Information shown:

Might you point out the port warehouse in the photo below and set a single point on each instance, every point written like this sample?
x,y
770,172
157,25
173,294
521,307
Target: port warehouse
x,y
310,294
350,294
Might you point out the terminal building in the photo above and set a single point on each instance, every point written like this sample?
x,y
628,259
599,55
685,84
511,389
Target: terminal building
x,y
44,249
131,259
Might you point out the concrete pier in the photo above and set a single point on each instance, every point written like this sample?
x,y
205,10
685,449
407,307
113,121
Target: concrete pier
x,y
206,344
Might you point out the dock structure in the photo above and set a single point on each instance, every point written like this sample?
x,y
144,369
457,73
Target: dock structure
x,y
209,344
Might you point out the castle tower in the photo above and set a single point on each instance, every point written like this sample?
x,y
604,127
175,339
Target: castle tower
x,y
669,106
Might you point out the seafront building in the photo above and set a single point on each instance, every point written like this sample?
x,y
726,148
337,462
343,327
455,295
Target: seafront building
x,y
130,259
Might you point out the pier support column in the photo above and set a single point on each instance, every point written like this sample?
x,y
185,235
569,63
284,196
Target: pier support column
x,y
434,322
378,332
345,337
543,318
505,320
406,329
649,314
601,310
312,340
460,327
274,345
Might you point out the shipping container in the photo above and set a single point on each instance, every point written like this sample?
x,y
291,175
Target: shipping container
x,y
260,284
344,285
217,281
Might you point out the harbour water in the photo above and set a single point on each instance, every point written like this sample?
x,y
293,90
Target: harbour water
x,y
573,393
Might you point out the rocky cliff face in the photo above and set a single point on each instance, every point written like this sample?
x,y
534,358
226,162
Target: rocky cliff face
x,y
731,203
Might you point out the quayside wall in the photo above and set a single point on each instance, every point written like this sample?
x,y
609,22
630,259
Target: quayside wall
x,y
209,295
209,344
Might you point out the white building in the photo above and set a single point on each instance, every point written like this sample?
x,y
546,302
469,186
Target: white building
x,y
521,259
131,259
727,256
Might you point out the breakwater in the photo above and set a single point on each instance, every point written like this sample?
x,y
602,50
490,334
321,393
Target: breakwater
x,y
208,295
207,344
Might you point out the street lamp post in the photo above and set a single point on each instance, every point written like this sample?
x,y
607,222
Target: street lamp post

Instruction: Copy every one of the entries above, line by line, without changing a single character.

Finished task:
Might you point out the port warehouse in the photo below and set a single point on each instance, every point written like this sample?
x,y
770,172
157,25
173,294
521,307
Target: port warehouse
x,y
310,294
350,294
Might you point out the terminal building in the photo above and set a single point on each instance, every point written like this sample?
x,y
628,259
599,55
685,84
511,389
Target: terminal building
x,y
44,249
131,259
Might you point out the concrete pier in the photo above and set a single point on each instance, every point written like this sample?
x,y
205,10
685,449
407,307
113,121
Target: concrete pier
x,y
206,344
Might you point out the dock structure in the photo above and set a single point on each instance, every point written like this sample?
x,y
144,369
457,73
Target: dock structure
x,y
209,344
Might you point out the castle tower in the photo above and set a single point on each instance, every point written like this sample?
x,y
604,127
175,339
Target: castle tower
x,y
669,106
Might you point out the seafront building in the photo above and set a single point on each instance, every point written like this sample?
x,y
726,148
337,462
343,327
455,295
Target: seafront building
x,y
130,259
Might you point out the pier support column in the photo above and set a single point on each instance, every point written like this sample?
x,y
185,235
569,63
284,196
Target: pier support column
x,y
434,322
378,332
345,337
543,318
505,320
406,329
649,314
601,310
312,340
460,327
274,345
Might you point out the shipping container in the photo above and set a single point on each instance, every point written like this sample?
x,y
291,175
Target: shipping container
x,y
260,284
344,285
217,281
Might you point out the harbour water in the photo above and set a single point on each instance, every point written like this sample?
x,y
293,90
Target: harbour water
x,y
573,393
Might you point out the rocky cliff face in the photo above and set a single point on each instance, every point written like this sample?
x,y
534,358
226,162
Target: rocky cliff face
x,y
731,203
Might you point out the quayside wall in the photo above and set a single point on each instance, every point written like this sample?
x,y
609,22
630,259
Target: quayside wall
x,y
209,295
209,344
Might you point out the white building in the photo above and set a single point on each instance, every point written like this sample?
x,y
546,302
469,186
Target: white building
x,y
521,259
131,259
727,256
Might you point out the breakwater in the photo above and set a single point on each instance, every point written like this sample?
x,y
602,50
490,334
321,393
Target: breakwater
x,y
208,295
207,344
Might you point out the street lamp post in the photo above and set a single point on each instance, every point written like this sample?
x,y
607,222
Target: street lamp post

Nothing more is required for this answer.